## Given entries
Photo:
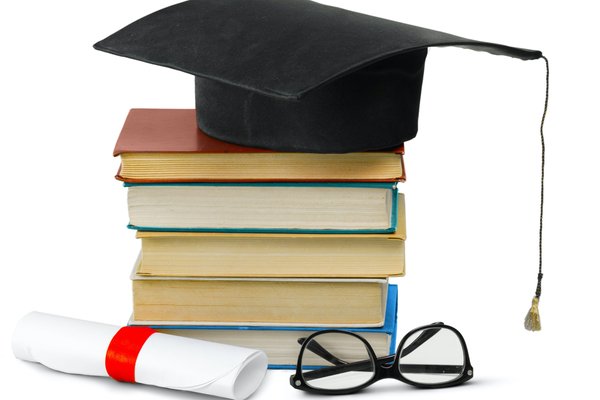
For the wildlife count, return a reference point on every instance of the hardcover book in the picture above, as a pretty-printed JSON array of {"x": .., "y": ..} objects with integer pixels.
[
  {"x": 165, "y": 145},
  {"x": 280, "y": 343},
  {"x": 259, "y": 301},
  {"x": 264, "y": 207},
  {"x": 200, "y": 254}
]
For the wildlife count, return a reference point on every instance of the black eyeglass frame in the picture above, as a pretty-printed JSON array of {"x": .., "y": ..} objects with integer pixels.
[{"x": 382, "y": 367}]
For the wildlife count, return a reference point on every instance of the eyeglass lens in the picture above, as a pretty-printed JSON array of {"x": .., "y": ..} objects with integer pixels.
[
  {"x": 336, "y": 361},
  {"x": 432, "y": 356}
]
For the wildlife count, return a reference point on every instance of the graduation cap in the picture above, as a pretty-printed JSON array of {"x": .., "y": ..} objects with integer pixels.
[{"x": 295, "y": 75}]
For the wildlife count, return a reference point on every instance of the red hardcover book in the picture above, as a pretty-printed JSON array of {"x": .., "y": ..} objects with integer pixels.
[{"x": 165, "y": 145}]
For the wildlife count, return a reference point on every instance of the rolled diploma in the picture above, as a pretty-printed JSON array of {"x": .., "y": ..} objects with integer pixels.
[{"x": 79, "y": 347}]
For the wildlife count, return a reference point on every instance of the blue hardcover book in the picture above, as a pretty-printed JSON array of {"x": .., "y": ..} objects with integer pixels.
[
  {"x": 264, "y": 207},
  {"x": 280, "y": 343}
]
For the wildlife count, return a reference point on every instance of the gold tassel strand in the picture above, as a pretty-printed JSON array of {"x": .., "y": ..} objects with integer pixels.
[{"x": 532, "y": 319}]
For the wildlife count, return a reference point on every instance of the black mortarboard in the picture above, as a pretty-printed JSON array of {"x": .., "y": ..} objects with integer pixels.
[{"x": 294, "y": 75}]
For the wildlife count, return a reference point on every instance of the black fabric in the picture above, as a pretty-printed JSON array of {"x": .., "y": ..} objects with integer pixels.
[{"x": 294, "y": 75}]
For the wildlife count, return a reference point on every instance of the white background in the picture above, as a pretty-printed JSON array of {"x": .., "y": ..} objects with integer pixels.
[{"x": 472, "y": 190}]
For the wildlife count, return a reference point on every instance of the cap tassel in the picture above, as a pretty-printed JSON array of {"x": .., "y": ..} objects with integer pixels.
[{"x": 532, "y": 319}]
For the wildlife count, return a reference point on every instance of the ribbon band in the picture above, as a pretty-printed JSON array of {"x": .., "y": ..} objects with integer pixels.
[{"x": 123, "y": 351}]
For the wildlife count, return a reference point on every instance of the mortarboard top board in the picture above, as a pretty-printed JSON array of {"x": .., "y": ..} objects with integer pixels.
[{"x": 294, "y": 75}]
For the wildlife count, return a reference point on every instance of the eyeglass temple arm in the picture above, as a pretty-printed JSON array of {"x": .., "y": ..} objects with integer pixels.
[{"x": 422, "y": 338}]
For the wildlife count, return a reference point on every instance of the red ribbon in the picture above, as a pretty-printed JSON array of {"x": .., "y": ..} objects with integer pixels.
[{"x": 123, "y": 351}]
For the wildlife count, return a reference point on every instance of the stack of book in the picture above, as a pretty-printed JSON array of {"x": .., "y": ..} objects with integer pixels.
[{"x": 258, "y": 248}]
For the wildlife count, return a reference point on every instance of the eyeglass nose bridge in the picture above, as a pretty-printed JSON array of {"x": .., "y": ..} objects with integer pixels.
[{"x": 387, "y": 370}]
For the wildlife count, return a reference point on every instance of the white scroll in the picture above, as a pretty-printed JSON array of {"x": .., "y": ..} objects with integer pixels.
[{"x": 80, "y": 347}]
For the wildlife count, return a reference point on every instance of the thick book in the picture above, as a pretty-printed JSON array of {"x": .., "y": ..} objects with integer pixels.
[
  {"x": 259, "y": 301},
  {"x": 281, "y": 343},
  {"x": 264, "y": 207},
  {"x": 165, "y": 145},
  {"x": 201, "y": 254}
]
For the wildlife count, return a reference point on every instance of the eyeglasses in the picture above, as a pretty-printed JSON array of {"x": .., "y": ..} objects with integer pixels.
[{"x": 342, "y": 362}]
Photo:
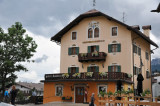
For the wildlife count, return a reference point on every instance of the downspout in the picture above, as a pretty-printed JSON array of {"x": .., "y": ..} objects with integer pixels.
[
  {"x": 151, "y": 51},
  {"x": 133, "y": 59}
]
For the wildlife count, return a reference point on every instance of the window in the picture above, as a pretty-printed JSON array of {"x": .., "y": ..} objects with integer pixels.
[
  {"x": 74, "y": 35},
  {"x": 102, "y": 88},
  {"x": 96, "y": 32},
  {"x": 90, "y": 33},
  {"x": 147, "y": 74},
  {"x": 93, "y": 69},
  {"x": 139, "y": 51},
  {"x": 136, "y": 70},
  {"x": 92, "y": 49},
  {"x": 147, "y": 56},
  {"x": 73, "y": 70},
  {"x": 114, "y": 48},
  {"x": 59, "y": 90},
  {"x": 73, "y": 51},
  {"x": 134, "y": 49},
  {"x": 114, "y": 31},
  {"x": 114, "y": 68}
]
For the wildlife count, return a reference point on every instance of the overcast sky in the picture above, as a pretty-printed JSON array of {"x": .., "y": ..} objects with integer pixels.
[{"x": 44, "y": 18}]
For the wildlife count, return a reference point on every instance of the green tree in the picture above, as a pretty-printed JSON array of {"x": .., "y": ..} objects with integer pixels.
[{"x": 16, "y": 47}]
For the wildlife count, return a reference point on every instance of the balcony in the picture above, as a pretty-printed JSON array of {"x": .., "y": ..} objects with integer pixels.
[
  {"x": 85, "y": 57},
  {"x": 110, "y": 76}
]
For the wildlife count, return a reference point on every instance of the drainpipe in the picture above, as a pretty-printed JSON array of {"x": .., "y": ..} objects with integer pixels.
[
  {"x": 151, "y": 51},
  {"x": 133, "y": 59}
]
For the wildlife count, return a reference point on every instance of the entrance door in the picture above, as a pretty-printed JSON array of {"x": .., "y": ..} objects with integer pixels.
[{"x": 79, "y": 95}]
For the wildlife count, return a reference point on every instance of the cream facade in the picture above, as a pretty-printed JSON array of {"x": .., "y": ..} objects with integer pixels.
[
  {"x": 95, "y": 42},
  {"x": 124, "y": 58}
]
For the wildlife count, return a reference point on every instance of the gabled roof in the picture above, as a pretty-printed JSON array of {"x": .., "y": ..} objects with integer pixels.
[
  {"x": 37, "y": 86},
  {"x": 94, "y": 13}
]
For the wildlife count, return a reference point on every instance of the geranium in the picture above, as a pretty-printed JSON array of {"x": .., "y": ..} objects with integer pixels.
[{"x": 89, "y": 74}]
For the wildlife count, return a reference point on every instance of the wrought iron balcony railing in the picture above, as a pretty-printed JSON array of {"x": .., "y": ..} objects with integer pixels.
[
  {"x": 83, "y": 76},
  {"x": 98, "y": 56}
]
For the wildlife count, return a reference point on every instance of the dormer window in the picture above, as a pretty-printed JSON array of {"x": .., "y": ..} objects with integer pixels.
[
  {"x": 114, "y": 31},
  {"x": 74, "y": 35}
]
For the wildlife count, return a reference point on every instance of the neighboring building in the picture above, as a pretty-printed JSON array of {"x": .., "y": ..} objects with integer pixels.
[
  {"x": 156, "y": 87},
  {"x": 27, "y": 87},
  {"x": 95, "y": 42}
]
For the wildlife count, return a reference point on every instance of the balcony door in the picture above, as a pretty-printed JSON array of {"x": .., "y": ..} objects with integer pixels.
[
  {"x": 92, "y": 49},
  {"x": 79, "y": 95}
]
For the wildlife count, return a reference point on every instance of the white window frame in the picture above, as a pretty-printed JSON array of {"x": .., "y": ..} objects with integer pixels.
[
  {"x": 117, "y": 31},
  {"x": 93, "y": 31},
  {"x": 71, "y": 36},
  {"x": 103, "y": 86},
  {"x": 56, "y": 89},
  {"x": 121, "y": 88},
  {"x": 148, "y": 55}
]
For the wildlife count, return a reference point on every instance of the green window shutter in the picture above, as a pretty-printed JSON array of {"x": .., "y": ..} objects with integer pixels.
[
  {"x": 109, "y": 48},
  {"x": 97, "y": 48},
  {"x": 69, "y": 69},
  {"x": 77, "y": 50},
  {"x": 109, "y": 68},
  {"x": 97, "y": 68},
  {"x": 89, "y": 49},
  {"x": 88, "y": 69},
  {"x": 69, "y": 51},
  {"x": 119, "y": 47},
  {"x": 77, "y": 69},
  {"x": 119, "y": 68}
]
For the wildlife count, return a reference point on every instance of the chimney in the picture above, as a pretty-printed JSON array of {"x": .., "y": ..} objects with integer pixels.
[
  {"x": 146, "y": 30},
  {"x": 136, "y": 27}
]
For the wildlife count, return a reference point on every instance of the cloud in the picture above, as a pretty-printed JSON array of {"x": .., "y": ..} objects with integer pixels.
[
  {"x": 48, "y": 17},
  {"x": 43, "y": 64},
  {"x": 40, "y": 59}
]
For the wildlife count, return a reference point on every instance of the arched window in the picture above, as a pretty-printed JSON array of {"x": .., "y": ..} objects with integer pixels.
[
  {"x": 96, "y": 32},
  {"x": 90, "y": 33}
]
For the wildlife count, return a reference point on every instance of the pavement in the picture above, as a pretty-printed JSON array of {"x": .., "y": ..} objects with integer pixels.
[{"x": 49, "y": 104}]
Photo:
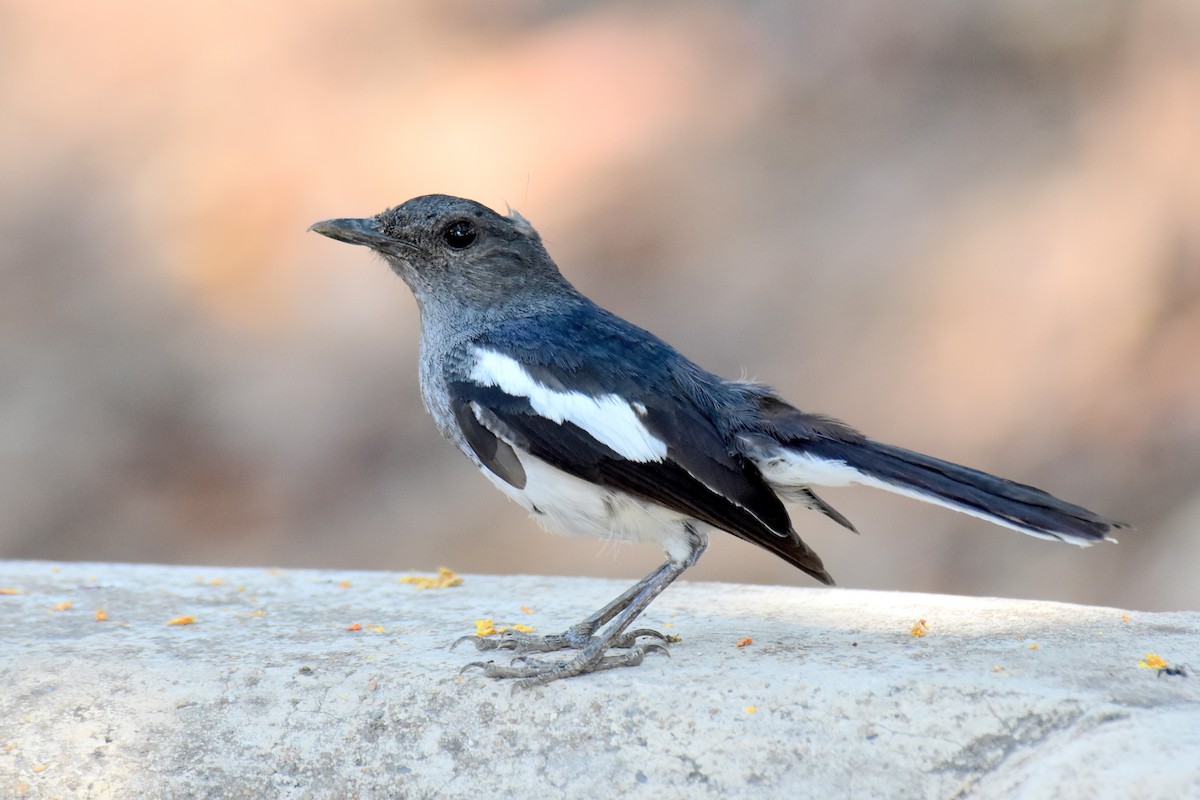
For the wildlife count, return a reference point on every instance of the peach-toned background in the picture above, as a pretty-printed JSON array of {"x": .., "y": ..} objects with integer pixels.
[{"x": 972, "y": 229}]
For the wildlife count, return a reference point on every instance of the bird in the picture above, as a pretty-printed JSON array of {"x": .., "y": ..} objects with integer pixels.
[{"x": 598, "y": 427}]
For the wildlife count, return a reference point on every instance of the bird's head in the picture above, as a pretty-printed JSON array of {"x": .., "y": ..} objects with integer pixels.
[{"x": 454, "y": 251}]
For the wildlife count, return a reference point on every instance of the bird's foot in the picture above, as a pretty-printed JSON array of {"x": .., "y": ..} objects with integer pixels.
[
  {"x": 534, "y": 672},
  {"x": 574, "y": 638}
]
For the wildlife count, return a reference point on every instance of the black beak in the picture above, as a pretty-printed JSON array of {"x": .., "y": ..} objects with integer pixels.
[{"x": 357, "y": 232}]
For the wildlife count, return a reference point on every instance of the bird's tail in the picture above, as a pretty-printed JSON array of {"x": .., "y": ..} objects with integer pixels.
[{"x": 840, "y": 462}]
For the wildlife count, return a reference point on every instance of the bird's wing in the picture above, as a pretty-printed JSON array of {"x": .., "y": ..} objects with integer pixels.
[{"x": 595, "y": 422}]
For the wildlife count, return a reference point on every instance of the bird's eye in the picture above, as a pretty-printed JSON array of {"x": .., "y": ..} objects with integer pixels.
[{"x": 460, "y": 234}]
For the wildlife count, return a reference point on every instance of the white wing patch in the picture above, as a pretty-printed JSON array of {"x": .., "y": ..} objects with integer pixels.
[{"x": 609, "y": 419}]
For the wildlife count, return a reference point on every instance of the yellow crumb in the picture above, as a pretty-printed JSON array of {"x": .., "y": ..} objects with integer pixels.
[
  {"x": 1153, "y": 661},
  {"x": 444, "y": 579}
]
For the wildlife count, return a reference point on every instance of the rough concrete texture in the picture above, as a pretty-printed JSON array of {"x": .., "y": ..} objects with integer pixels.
[{"x": 269, "y": 695}]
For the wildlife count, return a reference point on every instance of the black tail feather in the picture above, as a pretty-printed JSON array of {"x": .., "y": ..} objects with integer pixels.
[{"x": 1015, "y": 505}]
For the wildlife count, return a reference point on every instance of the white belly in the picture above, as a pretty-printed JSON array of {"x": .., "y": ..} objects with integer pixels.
[{"x": 569, "y": 506}]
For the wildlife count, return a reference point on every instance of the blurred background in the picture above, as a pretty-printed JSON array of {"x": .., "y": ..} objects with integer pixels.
[{"x": 971, "y": 229}]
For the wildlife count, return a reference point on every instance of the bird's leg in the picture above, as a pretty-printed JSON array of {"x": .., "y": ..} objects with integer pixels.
[
  {"x": 577, "y": 636},
  {"x": 619, "y": 615}
]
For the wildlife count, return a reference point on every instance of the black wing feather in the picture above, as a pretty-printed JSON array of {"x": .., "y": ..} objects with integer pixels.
[{"x": 700, "y": 477}]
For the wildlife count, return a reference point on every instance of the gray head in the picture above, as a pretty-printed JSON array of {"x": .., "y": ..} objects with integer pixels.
[{"x": 456, "y": 254}]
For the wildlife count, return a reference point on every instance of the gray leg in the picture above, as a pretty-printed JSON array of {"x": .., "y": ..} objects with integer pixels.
[
  {"x": 577, "y": 636},
  {"x": 594, "y": 648}
]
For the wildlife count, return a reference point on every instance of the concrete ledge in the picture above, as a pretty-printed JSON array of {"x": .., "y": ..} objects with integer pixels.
[{"x": 268, "y": 695}]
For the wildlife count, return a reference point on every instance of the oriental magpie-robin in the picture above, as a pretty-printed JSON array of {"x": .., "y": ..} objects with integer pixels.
[{"x": 599, "y": 428}]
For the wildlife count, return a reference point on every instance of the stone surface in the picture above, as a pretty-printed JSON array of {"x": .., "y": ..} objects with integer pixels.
[{"x": 269, "y": 695}]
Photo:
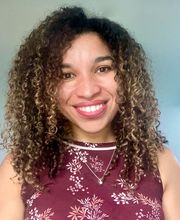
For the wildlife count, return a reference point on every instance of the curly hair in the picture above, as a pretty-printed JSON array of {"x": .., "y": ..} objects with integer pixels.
[{"x": 34, "y": 125}]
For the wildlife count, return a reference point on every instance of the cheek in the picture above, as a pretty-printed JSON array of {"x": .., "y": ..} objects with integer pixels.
[{"x": 63, "y": 95}]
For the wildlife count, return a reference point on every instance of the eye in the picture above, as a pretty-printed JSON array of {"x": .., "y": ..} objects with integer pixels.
[
  {"x": 68, "y": 76},
  {"x": 104, "y": 69}
]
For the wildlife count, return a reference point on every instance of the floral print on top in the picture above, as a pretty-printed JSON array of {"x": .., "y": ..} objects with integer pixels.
[{"x": 75, "y": 193}]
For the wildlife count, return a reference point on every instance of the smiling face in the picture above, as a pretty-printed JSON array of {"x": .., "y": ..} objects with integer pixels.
[{"x": 87, "y": 92}]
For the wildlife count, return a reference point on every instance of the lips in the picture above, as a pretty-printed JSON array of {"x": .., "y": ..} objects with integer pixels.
[{"x": 91, "y": 109}]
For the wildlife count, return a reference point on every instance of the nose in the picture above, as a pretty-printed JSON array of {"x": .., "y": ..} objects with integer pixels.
[{"x": 88, "y": 87}]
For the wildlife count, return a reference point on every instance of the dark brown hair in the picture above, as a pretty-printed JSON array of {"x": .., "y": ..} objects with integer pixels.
[{"x": 35, "y": 126}]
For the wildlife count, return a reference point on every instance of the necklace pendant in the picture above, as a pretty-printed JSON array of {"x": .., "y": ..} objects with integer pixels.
[{"x": 100, "y": 182}]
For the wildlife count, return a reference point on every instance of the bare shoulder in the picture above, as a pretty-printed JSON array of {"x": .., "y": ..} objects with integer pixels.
[
  {"x": 169, "y": 167},
  {"x": 11, "y": 205},
  {"x": 170, "y": 173}
]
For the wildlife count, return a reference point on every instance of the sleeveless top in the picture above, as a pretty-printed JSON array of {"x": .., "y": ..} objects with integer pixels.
[{"x": 79, "y": 192}]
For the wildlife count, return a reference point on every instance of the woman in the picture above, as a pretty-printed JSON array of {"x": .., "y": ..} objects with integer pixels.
[{"x": 82, "y": 127}]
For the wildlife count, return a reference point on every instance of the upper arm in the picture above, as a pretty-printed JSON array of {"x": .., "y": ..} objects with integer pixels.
[
  {"x": 170, "y": 174},
  {"x": 11, "y": 205}
]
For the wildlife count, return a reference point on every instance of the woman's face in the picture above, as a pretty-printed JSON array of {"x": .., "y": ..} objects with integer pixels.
[{"x": 87, "y": 92}]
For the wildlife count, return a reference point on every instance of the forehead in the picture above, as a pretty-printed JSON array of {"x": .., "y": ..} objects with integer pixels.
[{"x": 87, "y": 44}]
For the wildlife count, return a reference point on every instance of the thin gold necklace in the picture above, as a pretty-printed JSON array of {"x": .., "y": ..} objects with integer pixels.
[{"x": 101, "y": 179}]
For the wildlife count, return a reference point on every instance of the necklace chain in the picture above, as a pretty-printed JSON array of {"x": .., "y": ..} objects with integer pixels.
[{"x": 101, "y": 179}]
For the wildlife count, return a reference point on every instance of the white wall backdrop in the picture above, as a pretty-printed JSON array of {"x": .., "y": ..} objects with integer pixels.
[{"x": 155, "y": 24}]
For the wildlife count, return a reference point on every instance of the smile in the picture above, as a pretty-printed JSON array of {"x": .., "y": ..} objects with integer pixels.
[{"x": 92, "y": 108}]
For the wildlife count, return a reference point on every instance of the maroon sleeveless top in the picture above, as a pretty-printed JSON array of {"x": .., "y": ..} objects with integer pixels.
[{"x": 82, "y": 191}]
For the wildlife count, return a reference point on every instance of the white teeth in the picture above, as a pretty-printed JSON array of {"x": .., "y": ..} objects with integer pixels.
[{"x": 91, "y": 108}]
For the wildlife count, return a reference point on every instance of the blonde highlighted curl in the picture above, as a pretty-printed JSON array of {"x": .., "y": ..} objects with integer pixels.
[{"x": 34, "y": 125}]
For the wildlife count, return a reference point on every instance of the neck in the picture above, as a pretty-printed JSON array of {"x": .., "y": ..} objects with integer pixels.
[{"x": 100, "y": 137}]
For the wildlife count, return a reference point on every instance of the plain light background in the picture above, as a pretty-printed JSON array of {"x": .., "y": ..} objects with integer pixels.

## Instructions to follow
Repeat the lines from the one containing "the white teeth" through the end of the listing, exactly and without any other lines; both ends are included.

## Output for this exercise
For the wildlife count, return a reference point on every instance of the white teeth in the picture above, as a pretty-printed JSON array of {"x": .., "y": ..} objects with integer pixels.
[{"x": 91, "y": 108}]
For the wildlife count, return a reference point on every instance of the blonde highlighted curl in the picture above, as a pretty-printed JSON array of {"x": .., "y": ..} objects with integer pixels.
[{"x": 34, "y": 125}]
For the wildlife count, return a reference point on every instance of the neck in the picture above, as a pretty-printed JSON array of {"x": .., "y": ..} objects with integer pixels.
[{"x": 100, "y": 137}]
For the wildlife count, return a reference point on every instance of the plain light background in the picture above, as a pretty-printed JSON array of {"x": .., "y": ..} objects with integer pixels.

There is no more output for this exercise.